### Direction A
In the Washington, New Hampshire history page, copy the passage starting at "Genealogy and History" and ending at "the White Mountains.)", swapping "scenic" for "picturesque".
### Direction B
Condense the paragraph of the Washington, New Hampshire history page that begins "Many mills were built along the streams" into a shorter version that keeps its main facts.

New Hampshire
Includes Washington Center and E. Washington

Genealogy and History Information

Washington, New Hampshire is a rural, scenic small town in southwestern New Hampshire, with a scattered population of less than 1000. The landscape is hilly, rugged, rocky, forested -- and
lovely. (It is not near Mt. Washington, the state's highest mountain, which is located 100 miles north among the White Mountains.)  
In 1749 the first survey was made of towns bordering on Massachusetts. These towns were designated as South Monadnock (Jaffrey), North Monadnock (Dublin), Monadnock No. 4 (Fitzwilliam), Monadnock No. 5 (Marlboro), Monadnock No. 6 (Nelson), Monadnock No. 7 (Stoddard), and Monadnock No. 8 (Washington). 
When the 60 proprietors received their charter in 1751, the town was called New Concord. However, the town was never settled, and the grant was revoked.  Reuben Kidder, Esq., of New Ipswitch New Hampshire acquired the grant from the proprietors, he named the town Camden. In 1768 the first settlers arrived in May and camped at the outlet of Millen's Pond. Each was granted 100 acres of land with the privilege of choosing land from any part of the township. 
There were no traces of white man or Indians in the area. Game was plentiful and fish abounded in the streams and ponds. They first built log houses lived in a simple manner. In 1773 the first town census was taken, and there were 132 inhabitants.    
On December 9, 1776 the town was incorporated as Washington and was included in Cheshire County until July 5, 1827, when it became part of the newly incorporated Sullivan County. In 1830 the town population reached a peak of 1,135. 
Many mills were built along the streams and soon Washington was manufacturing lumber, barrel staves, shingles, chair parts, bobbins, whip sockets, hosiery, bricks and washboards. They grew crops and grist mills ground flour. Fifty three tons of maple sugar was being produced in 1886. Wool and mutton were important to the economy of the town. 
Then, like many rural New England towns, it experienced a long decline, as people moved to the cities for employment and to the Mid-West for serious farming. By 1960 the population was down to near 200. 

During the railroad era Washington became known for it's mountain air, healthy water and it's many hotels and tourist homes.  Today, Washington's still clear lakes and ponds, clear mountain air and beautiful scenery has enabled it to remain a tourist area and New Hampshire's best kept secret.

### Data listing
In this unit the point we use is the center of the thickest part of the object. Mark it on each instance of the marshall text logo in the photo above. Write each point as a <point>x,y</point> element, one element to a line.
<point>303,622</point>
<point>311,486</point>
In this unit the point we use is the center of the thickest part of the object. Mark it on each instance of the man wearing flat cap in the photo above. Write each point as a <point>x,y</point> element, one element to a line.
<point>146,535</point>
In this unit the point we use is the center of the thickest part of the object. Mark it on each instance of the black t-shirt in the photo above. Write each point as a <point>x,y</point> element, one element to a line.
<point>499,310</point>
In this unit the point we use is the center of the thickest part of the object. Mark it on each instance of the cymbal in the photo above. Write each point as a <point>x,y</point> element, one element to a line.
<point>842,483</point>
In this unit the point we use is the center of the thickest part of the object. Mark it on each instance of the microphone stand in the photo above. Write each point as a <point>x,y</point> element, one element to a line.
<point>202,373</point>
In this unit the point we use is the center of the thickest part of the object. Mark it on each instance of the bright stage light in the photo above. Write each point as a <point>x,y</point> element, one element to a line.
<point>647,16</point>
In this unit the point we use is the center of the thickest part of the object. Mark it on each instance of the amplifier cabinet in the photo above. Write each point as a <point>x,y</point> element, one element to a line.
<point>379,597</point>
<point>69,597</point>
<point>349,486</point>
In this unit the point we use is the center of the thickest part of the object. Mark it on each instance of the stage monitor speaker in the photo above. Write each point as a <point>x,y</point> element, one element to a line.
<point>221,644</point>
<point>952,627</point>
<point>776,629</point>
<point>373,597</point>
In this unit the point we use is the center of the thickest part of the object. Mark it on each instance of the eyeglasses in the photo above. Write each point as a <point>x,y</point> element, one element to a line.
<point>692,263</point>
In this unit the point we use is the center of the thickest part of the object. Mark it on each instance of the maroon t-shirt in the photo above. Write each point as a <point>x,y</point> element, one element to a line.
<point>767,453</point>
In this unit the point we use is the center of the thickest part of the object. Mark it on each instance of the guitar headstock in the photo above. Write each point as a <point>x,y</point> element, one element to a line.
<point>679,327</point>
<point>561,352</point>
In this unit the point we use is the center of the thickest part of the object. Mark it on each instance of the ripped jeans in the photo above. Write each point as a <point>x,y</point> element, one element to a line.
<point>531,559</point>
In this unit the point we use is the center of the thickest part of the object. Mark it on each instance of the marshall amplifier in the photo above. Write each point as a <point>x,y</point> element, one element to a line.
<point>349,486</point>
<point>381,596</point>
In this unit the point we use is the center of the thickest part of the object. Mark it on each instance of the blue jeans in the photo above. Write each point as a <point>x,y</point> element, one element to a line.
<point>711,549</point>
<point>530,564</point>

### Complete output A
Genealogy and History Information

Washington, New Hampshire is a rural, picturesque small town in southwestern New Hampshire, with a scattered population of less than 1000. The landscape is hilly, rugged, rocky, forested -- and
lovely. (It is not near Mt. Washington, the state's highest mountain, which is located 100 miles north among the White Mountains.)

### Complete output B
Mills along Washington's streams turned out lumber, barrel staves, shingles, chair parts, bobbins, whip sockets, hosiery, bricks and washboards. The town also grew crops, ground flour in grist mills, produced fifty-three tons of maple sugar in 1886, and depended on wool and mutton.